Short problem:
Please transcribe the records below verbatim, keeping every line unchanged.

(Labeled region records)
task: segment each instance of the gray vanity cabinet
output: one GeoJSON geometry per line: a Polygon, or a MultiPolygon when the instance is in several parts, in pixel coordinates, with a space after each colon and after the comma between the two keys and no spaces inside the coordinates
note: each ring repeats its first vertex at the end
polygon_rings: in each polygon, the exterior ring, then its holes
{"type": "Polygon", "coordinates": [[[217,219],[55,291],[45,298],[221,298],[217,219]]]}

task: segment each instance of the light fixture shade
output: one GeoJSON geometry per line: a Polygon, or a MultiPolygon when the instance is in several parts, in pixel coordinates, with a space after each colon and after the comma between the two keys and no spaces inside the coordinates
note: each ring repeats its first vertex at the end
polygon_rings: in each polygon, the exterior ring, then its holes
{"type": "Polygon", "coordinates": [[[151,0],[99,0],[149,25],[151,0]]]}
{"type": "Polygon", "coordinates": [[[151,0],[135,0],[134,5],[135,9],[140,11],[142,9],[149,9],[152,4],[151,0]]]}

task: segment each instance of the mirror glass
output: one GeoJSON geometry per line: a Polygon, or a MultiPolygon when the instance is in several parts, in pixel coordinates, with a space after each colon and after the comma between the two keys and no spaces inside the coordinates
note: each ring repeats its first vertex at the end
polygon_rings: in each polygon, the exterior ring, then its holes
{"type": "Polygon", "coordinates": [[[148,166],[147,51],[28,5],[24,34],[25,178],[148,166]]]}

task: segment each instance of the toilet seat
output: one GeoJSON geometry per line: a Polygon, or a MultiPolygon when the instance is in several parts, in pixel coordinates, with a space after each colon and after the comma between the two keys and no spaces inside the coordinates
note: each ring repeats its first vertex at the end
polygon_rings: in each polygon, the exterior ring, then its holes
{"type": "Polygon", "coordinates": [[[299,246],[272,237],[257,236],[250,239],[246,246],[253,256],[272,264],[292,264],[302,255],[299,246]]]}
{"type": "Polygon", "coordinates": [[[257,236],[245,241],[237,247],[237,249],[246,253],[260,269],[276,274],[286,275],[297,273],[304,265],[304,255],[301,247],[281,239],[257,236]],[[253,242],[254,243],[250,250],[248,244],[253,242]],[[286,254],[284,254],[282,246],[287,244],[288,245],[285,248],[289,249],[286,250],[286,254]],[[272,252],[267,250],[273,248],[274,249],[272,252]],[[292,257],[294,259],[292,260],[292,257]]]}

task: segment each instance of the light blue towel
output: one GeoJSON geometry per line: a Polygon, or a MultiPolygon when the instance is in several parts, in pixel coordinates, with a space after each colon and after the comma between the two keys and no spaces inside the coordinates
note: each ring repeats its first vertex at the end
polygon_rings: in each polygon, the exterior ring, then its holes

Exercise solution:
task: segment each instance of the gray vanity cabinet
output: one GeoJSON geometry per line: a Polygon, or a MultiPolygon when the instance is in several parts, in pixel coordinates, with a space after each colon and after the comma between the two keys and no spaces inside the coordinates
note: each ring repeats its first vertex at the end
polygon_rings: in each polygon, the exterior ring, then its holes
{"type": "Polygon", "coordinates": [[[217,219],[55,291],[45,298],[221,298],[217,219]]]}

task: segment each instance of the light fixture shade
output: one GeoJSON geometry per line: a Polygon, or a MultiPolygon when the instance is in several parts, in pixel coordinates, with a space after each colon and after the comma between the two keys and no spaces inside the coordinates
note: each ring repeats its first vertex at the end
polygon_rings: in each polygon, the exterior ring, then its holes
{"type": "Polygon", "coordinates": [[[151,0],[99,0],[149,25],[151,0]]]}
{"type": "Polygon", "coordinates": [[[151,0],[135,0],[134,5],[135,9],[140,11],[142,9],[149,9],[152,4],[151,0]]]}

task: segment each instance of the mirror glass
output: one GeoJSON geometry per line: a Polygon, or a MultiPolygon when the instance is in several parts, in pixel coordinates, with a space after each colon and after the comma between the two keys and no spaces inside the coordinates
note: each ring repeats its first vertex at the end
polygon_rings: in each polygon, the exterior ring, then its holes
{"type": "Polygon", "coordinates": [[[148,166],[147,51],[28,5],[24,34],[25,178],[148,166]]]}

task: segment each instance of the toilet seat
output: one GeoJSON geometry per line: a Polygon, or a MultiPolygon when the instance is in several parts, in pixel coordinates, with a space after each colon and after the comma between the two keys and no spaces inside the coordinates
note: each ring repeats its first vertex at the end
polygon_rings: in each polygon, the exterior ring, then its holes
{"type": "Polygon", "coordinates": [[[299,246],[272,237],[257,236],[250,239],[246,246],[253,256],[272,264],[292,264],[302,255],[299,246]]]}
{"type": "Polygon", "coordinates": [[[257,236],[245,241],[237,247],[237,249],[246,253],[260,269],[276,274],[286,275],[297,273],[304,265],[304,255],[301,247],[281,239],[257,236]],[[253,242],[254,243],[250,250],[248,244],[253,242]],[[286,254],[284,254],[282,246],[287,244],[288,245],[285,248],[289,249],[286,250],[286,254]],[[272,252],[267,250],[273,248],[274,249],[272,252]],[[292,257],[294,259],[292,260],[292,257]]]}

task: segment each instance of the light blue towel
output: one GeoJSON geometry per line: a Polygon, or a MultiPolygon when the instance is in several parts, in pixel coordinates, with a space after each colon and after the comma between the two keys and no spaces inside the coordinates
note: each ring repeats its first vertex at the end
polygon_rings: in each polygon, the exterior ring, then its holes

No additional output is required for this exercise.